* BEGIN Data rows *

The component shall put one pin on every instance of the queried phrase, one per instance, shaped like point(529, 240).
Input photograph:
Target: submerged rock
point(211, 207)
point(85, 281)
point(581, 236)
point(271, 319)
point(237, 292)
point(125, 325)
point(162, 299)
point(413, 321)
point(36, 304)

* END Data rows *
* BEGIN Data rows *

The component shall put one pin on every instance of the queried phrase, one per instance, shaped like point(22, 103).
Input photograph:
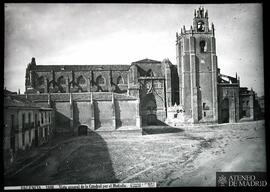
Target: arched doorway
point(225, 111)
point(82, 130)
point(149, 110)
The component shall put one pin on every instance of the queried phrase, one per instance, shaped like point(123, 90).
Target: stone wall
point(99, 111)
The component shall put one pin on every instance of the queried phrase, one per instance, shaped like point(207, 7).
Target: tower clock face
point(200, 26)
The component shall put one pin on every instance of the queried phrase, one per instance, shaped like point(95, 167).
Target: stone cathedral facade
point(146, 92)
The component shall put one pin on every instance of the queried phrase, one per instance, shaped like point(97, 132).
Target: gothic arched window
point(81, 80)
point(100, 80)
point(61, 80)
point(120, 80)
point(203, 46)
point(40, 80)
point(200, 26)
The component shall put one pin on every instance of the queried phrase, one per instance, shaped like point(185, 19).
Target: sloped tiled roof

* END Data rows *

» **What is needed**
Offset the lines from the line with "like point(22, 103)." to the line with "point(99, 111)", both included. Write them out again with their requests, adding 40 to each x and y coordinate in the answer points while keeping every number in the requests as it is, and leave out the pictures.

» **Written response**
The component shall put one pin on every instance of the queried phrase, one per instance, shaped like point(22, 103).
Input photograph:
Target: arched doorway
point(265, 151)
point(122, 170)
point(189, 150)
The component shall put one pin on every instance of the queried phrase, one per instance, shaped like point(123, 90).
Target: stone wall
point(139, 151)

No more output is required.